**Data shown**
──────────────────────────────

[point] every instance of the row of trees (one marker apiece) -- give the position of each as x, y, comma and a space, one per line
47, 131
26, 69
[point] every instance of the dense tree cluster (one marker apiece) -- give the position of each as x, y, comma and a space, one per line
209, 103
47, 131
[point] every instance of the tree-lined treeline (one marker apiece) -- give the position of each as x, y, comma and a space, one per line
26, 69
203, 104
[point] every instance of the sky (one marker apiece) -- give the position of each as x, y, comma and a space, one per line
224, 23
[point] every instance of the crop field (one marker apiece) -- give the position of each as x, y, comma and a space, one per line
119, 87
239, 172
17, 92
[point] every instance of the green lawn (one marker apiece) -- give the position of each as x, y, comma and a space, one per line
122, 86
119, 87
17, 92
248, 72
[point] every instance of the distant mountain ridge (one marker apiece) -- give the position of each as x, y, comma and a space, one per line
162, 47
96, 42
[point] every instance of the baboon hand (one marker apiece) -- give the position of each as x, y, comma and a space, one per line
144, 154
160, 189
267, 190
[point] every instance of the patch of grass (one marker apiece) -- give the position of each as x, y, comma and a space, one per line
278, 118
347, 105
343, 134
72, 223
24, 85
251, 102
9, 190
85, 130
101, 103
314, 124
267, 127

──────────────────────────────

Every record, from top to bottom, must be transcribed exactly.

[point] every instance of the row of trees (one marker apiece) -- give the position of each as x, y, comma and a space, one per line
47, 131
26, 69
[point] every instance of the dense tree cluster (one marker apiece) -- give the position of each as x, y, comma and a space, one per line
209, 103
47, 131
[point] every instance of the tree-lined treeline (one marker apiece) -- give the position of each as x, y, comma and a space, one per line
26, 69
203, 104
[point] every instance of the sky (one marker apiece) -- give the position of each as x, y, comma and a space, one per line
224, 23
[point] every instance of the crop field (one marker apiece) -- give the position of each as x, y, comma and a space, one per line
119, 87
239, 172
17, 92
[point] every instance of the green lawn (one marker apiece) -- give the position of each as x, y, comma and a space, one per line
122, 86
119, 87
17, 92
248, 72
[point] every instance of the distant mountain ridge (one marker apiece) -- give the position of each as x, y, comma and a space, one per line
162, 47
96, 42
[point] every instance of the baboon hand (one marker apiece) -- give the position of each as x, y, comma and a space, one per line
144, 154
160, 189
267, 190
[point] every instance of the patch of grass (one marker apiece) -- give the position of each as x, y, comma and a space, one per line
278, 118
347, 105
343, 134
72, 223
24, 85
251, 102
9, 190
85, 130
101, 103
314, 124
267, 127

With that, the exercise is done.